## CONSIGNE ÉCRITE A
Dans le récit sur le camping en igloo, à quelle altitude se trouve le village de Ceillac ?
## CONSIGNE ÉCRITE B
Traduisez en anglais la phrase suivante, tirée du récit sur le camping en igloo : « Aussi décidions nous d’essayer le camping en igloo. »

Randonneurs impénitents et skieurs moyens, nous étions quatre ajistes qui rêvions de combiner ces deux moyens de tourisme et de faire du ski camping.
Mais une tente isothermique coûte très chère et constitue une surcharge de poids qui rend la ballade moins agréable. Aussi décidions nous d’essayer le camping en igloo.
Nous avions dévoré les quelques documents relatant les expériences déjà faites. En effet, en 1933, la Skifrämjaudet, en Suède, publia un rapport sur l’adaptation au camping de l’igloo. Pendant les deux ou trois années précédant la guerre, plusieurs expériences furent faites. En 1938, le centre des moniteurs du Centre Laïque des Auberges de Jeunesse essaya la formule au col du Lautaret. Cette même année, un campeur resta plusieurs jours au sommet du Mont Blanc sous une violente tempête.
Tous ces promoteurs trouvaient l’igloo supérieur à la tente, plus confortable et résistant surtout aux hautes altitudes. La tente, outre sa cherté et son poids, résiste assez mal aux vents violents des hauteurs, et nécessite pour cela la construction d’un mur alentours, ce qui rend insignifiant le gain de temps du montage que la tente pourrait avoir sur l’igloo dans l’établissement d’un abri.
La région choisie fut le Queyras et le camp de base le petit village de Ceillac, situé à 1.600 mètres, en plein cœur du massif. On a déjà célébré dans « Routes… » les beautés du Queyras en été, mais cela n’est rien comparé aux splendeurs hivernales qu’il nous réserve, surtout en février-mars. Des sommets de 3.500 mètres, beaucoup de cols à 3.000, des pentes magnifiques qui, par leur exposition (face nord) sont presque toujours en belle poudreuse, des ballades extraordinaires avec de belles forêts de mélèzes et, par-dessus tout ça, le climat des Alpes du Sud : soleil et ciel bleu.
Nous choisissons le matériel et stockons les vivres de réserve. Puis nous fabriquons deux pelles et un couteau à neige qui rempliront bien leur emploi – sauf un excès de pois – et que l’on trouve par ailleurs dans le commerce.
Après deux heures de prise de contact avec la neige, nous partons pour le col Tronchet puis, par la Riaille, nous remontons vers le lac Saint-Anne. Des avalanches incessantes descendent de la Font-Sante vers le lac.

## MATÉRIEL SOURCE
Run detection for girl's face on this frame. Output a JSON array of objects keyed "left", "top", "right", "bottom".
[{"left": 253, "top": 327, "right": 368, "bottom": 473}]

## RÉPONSE RÉDIGÉE A
Ceillac se trouve à 1.600 mètres.

## RÉPONSE RÉDIGÉE B
So we decided to try igloo camping.